* start *

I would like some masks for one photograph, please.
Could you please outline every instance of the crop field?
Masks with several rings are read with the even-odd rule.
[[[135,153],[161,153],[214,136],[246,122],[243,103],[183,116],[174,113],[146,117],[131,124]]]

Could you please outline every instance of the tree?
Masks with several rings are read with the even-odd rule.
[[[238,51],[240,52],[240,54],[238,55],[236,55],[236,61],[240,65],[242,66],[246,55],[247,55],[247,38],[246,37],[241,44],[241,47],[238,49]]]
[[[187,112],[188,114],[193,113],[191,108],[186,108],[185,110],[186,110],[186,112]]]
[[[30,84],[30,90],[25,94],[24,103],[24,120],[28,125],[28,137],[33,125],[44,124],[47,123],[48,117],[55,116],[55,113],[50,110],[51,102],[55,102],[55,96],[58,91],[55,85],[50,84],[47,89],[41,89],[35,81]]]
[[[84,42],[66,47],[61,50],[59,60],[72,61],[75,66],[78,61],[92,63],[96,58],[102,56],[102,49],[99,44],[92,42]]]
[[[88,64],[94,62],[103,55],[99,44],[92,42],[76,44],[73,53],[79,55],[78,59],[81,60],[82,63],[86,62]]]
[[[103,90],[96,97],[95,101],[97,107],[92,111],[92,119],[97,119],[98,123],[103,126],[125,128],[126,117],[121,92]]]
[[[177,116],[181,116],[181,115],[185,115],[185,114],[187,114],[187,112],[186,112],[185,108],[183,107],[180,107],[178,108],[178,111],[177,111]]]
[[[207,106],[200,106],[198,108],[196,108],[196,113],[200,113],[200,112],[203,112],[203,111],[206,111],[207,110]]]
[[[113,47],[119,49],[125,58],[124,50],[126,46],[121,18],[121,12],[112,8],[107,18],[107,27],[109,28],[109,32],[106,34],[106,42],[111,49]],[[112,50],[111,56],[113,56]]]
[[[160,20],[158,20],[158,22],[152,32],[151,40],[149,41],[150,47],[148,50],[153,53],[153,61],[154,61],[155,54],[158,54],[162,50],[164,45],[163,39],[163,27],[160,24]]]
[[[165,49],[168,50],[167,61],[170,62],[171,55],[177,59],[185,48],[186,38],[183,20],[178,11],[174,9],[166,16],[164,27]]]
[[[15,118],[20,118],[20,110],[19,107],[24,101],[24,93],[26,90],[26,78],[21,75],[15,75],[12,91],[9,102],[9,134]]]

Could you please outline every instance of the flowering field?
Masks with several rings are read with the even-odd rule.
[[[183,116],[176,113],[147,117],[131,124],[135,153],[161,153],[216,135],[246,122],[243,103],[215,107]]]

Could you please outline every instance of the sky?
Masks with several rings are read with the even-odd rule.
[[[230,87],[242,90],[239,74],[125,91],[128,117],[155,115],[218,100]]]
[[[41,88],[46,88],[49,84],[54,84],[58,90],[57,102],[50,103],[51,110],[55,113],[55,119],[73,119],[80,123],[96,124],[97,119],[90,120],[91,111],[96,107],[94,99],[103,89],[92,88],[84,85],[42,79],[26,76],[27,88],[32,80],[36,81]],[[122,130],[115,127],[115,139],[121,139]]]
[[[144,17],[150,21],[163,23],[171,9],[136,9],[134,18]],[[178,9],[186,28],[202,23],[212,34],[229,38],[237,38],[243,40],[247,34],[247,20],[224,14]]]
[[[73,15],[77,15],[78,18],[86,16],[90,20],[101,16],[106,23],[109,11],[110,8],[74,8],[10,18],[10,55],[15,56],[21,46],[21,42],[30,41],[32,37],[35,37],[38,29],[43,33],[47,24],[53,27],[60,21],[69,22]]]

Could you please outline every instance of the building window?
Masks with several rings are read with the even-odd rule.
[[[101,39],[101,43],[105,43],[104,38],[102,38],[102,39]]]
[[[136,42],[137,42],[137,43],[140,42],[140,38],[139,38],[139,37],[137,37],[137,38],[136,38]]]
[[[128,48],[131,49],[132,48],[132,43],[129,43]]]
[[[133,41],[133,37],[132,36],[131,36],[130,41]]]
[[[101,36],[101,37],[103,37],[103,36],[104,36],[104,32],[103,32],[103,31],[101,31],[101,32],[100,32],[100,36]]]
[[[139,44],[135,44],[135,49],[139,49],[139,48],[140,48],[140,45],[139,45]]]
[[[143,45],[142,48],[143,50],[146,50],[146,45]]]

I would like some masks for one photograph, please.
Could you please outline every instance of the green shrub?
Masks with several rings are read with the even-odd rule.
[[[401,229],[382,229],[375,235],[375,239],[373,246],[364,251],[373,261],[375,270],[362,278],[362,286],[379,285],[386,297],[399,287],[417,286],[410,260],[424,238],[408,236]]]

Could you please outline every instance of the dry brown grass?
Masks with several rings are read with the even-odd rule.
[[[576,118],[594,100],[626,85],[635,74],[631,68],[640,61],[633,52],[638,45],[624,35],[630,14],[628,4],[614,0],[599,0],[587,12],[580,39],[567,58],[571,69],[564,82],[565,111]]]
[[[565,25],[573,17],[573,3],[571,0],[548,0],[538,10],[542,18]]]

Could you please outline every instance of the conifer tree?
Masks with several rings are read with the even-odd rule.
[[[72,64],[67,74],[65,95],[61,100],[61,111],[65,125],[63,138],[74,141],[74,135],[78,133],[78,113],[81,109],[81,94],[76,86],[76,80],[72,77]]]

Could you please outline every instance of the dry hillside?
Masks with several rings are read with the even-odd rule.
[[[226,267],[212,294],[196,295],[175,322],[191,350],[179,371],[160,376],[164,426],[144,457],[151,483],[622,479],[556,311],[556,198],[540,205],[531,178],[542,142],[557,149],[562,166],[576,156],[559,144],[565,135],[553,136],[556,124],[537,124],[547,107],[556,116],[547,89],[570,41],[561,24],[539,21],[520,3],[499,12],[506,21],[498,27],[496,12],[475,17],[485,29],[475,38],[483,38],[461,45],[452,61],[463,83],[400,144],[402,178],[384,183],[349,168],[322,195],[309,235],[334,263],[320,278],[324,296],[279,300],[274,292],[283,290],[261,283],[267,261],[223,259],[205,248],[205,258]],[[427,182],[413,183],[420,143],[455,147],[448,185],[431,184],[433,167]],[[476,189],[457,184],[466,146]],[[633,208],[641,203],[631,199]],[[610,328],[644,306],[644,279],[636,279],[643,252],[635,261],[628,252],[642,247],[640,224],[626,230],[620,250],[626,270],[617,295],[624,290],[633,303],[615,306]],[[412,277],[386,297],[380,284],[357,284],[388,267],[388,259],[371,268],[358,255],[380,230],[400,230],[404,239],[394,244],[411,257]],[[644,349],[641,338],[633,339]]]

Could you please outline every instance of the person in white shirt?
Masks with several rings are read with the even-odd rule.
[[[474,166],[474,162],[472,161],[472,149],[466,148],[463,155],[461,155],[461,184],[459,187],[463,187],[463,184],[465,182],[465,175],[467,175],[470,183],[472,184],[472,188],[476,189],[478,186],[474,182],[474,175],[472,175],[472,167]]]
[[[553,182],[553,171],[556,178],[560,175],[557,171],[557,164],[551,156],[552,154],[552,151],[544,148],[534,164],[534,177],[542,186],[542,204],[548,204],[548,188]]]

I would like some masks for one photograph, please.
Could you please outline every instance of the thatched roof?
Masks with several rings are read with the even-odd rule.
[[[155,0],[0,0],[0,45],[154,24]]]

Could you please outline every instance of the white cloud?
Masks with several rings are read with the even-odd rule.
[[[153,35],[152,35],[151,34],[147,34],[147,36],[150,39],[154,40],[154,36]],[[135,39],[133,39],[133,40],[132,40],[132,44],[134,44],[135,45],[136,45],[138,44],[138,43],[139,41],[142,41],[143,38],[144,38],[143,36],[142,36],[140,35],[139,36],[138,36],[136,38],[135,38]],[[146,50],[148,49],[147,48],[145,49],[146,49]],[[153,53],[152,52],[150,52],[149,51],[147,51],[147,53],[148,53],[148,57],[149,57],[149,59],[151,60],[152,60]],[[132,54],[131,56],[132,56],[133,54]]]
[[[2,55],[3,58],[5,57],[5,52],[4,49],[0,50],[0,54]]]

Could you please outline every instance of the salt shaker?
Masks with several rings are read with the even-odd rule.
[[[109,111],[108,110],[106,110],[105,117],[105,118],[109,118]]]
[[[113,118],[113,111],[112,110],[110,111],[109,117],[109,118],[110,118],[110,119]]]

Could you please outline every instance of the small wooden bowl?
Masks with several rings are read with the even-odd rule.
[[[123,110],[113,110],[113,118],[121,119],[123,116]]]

* end *
* start *

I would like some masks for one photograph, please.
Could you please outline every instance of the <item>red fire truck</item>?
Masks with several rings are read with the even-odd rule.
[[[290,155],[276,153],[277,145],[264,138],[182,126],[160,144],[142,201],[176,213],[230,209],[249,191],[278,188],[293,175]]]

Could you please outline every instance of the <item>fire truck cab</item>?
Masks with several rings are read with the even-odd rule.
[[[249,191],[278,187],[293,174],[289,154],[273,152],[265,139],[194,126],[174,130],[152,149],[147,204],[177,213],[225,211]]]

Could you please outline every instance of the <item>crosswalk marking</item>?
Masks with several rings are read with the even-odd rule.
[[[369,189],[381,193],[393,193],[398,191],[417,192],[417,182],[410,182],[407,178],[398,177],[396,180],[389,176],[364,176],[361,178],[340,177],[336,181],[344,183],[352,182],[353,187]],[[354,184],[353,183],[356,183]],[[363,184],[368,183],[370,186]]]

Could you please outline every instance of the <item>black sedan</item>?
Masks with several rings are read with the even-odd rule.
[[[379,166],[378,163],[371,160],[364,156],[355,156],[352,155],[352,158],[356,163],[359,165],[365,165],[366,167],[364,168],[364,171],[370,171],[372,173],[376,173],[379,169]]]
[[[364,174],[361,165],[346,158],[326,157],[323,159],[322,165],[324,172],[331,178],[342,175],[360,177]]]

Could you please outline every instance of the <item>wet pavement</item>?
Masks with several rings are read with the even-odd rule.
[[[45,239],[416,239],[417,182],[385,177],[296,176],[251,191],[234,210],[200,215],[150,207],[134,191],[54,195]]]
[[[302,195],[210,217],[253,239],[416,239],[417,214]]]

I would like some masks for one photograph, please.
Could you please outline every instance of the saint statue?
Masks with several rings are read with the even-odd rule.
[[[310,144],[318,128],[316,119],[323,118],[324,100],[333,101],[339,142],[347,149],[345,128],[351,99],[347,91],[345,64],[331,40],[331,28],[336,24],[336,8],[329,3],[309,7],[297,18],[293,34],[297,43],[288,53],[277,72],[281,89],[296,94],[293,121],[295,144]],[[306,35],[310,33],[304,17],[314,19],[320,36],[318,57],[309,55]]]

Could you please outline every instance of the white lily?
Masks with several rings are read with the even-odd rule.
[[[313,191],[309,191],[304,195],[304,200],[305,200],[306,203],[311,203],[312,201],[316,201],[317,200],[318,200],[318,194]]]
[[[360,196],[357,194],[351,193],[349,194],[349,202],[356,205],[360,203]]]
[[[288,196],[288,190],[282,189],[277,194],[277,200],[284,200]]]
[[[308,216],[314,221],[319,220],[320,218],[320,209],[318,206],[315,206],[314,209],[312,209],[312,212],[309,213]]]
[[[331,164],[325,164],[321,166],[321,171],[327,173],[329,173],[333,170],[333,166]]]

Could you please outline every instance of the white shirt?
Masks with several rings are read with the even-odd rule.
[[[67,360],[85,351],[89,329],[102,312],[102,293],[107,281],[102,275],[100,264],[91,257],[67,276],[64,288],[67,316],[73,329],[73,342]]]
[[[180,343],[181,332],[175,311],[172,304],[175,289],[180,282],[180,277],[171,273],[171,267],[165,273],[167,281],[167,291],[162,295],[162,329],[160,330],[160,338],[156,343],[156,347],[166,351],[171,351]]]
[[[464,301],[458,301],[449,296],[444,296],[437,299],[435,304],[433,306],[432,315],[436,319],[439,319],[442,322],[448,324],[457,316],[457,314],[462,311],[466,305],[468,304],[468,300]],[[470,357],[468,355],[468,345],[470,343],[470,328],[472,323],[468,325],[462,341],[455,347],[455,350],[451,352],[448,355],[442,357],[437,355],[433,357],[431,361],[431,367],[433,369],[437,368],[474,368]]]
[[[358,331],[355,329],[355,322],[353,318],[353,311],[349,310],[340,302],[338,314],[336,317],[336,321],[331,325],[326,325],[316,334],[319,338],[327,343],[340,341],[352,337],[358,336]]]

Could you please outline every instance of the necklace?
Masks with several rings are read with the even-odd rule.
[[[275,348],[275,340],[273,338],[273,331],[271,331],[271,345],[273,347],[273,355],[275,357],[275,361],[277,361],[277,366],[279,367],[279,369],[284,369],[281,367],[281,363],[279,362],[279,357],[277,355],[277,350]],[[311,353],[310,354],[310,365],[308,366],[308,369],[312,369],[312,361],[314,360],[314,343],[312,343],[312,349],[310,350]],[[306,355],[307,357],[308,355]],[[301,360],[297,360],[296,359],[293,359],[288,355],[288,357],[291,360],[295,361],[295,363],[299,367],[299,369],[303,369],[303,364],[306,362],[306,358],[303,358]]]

* end *
* start *

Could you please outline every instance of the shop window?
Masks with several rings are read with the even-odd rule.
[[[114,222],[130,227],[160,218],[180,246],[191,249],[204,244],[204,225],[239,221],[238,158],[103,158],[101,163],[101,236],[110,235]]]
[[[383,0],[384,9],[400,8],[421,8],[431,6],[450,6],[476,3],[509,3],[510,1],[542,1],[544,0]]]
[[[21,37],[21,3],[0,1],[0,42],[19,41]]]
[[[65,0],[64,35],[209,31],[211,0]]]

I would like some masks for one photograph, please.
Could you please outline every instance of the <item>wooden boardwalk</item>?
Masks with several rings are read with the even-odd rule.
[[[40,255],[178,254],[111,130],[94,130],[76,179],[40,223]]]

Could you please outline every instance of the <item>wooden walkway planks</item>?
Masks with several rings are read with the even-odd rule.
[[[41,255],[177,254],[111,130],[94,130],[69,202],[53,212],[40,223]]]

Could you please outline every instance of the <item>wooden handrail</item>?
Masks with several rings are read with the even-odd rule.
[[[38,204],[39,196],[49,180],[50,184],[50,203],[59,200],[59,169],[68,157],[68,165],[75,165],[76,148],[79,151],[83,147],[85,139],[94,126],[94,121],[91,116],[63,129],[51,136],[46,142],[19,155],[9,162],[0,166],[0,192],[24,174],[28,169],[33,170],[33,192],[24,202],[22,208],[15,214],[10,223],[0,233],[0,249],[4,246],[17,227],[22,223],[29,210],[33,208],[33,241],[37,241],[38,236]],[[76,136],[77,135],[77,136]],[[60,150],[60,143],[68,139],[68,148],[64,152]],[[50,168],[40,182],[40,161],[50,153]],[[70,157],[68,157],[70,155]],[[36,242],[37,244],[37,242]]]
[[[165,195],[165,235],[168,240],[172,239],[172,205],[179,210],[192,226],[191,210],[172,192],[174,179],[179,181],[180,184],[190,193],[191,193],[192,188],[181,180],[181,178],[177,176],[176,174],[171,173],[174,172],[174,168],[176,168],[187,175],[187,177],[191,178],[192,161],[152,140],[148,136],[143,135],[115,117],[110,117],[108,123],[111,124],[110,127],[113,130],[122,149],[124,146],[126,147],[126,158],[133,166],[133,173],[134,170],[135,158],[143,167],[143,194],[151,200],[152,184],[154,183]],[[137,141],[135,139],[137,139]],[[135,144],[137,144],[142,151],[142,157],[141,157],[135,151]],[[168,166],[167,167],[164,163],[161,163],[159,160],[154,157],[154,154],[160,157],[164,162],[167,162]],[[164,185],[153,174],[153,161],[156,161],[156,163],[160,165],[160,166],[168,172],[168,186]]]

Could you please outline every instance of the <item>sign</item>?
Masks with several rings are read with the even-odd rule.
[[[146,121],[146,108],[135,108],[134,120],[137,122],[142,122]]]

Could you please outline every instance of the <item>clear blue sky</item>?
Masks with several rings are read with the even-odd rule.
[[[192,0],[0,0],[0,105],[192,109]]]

* end *

▶ [JOB] Rewrite the lines of the entries above, from the line with "Could you please outline every instance of the white lily?" to the line with "[[[288,196],[288,190],[282,189],[277,194],[277,200],[284,200]]]", both included, as a numbered list, leaving out any blank lines.

▶ [WORKED SOLUTION]
1. Could you please outline every instance of the white lily?
2. Masks with several rings are read with the even-odd rule.
3. [[[313,191],[309,191],[304,195],[304,200],[305,200],[306,203],[311,203],[312,201],[316,201],[317,200],[318,200],[318,194]]]
4. [[[360,196],[357,194],[351,193],[349,194],[349,202],[356,205],[360,203]]]
5. [[[288,196],[288,190],[282,189],[277,194],[277,200],[284,200]]]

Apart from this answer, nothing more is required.